§ CONSIGNE DONNÉE
Convertissez l'intégralité du listing ci-dessous en liste numérotée, en omettant les lignes vides.

§ LISTING FOURNI
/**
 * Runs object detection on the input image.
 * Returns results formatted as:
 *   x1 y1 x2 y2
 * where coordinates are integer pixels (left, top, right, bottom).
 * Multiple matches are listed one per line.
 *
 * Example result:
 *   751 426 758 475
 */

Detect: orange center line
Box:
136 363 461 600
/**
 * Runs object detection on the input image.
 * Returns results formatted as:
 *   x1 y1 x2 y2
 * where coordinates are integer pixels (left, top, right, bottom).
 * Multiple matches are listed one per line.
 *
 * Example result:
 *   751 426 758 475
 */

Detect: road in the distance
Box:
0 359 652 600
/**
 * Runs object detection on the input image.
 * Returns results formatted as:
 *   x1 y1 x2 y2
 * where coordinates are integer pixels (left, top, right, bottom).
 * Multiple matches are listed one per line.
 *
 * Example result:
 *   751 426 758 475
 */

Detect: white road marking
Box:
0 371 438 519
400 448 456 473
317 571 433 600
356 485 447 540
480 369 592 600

§ TÂCHE ACCOMPLIE
1. /**
2.  * Runs object detection on the input image.
3.  * Returns results formatted as:
4.  *   x1 y1 x2 y2
5.  * where coordinates are integer pixels (left, top, right, bottom).
6.  * Multiple matches are listed one per line.
7.  *
8.  * Example result:
9.  *   751 426 758 475
10.  */
11. Detect: orange center line
12. Box:
13. 136 363 461 600
14. /**
15.  * Runs object detection on the input image.
16.  * Returns results formatted as:
17.  *   x1 y1 x2 y2
18.  * where coordinates are integer pixels (left, top, right, bottom).
19.  * Multiple matches are listed one per line.
20.  *
21.  * Example result:
22.  *   751 426 758 475
23.  */
24. Detect: road in the distance
25. Box:
26. 0 359 652 600
27. /**
28.  * Runs object detection on the input image.
29.  * Returns results formatted as:
30.  *   x1 y1 x2 y2
31.  * where coordinates are integer pixels (left, top, right, bottom).
32.  * Multiple matches are listed one per line.
33.  *
34.  * Example result:
35.  *   751 426 758 475
36.  */
37. Detect: white road marking
38. Box:
39. 0 371 438 519
40. 400 448 456 473
41. 317 571 433 600
42. 356 485 447 540
43. 480 369 592 600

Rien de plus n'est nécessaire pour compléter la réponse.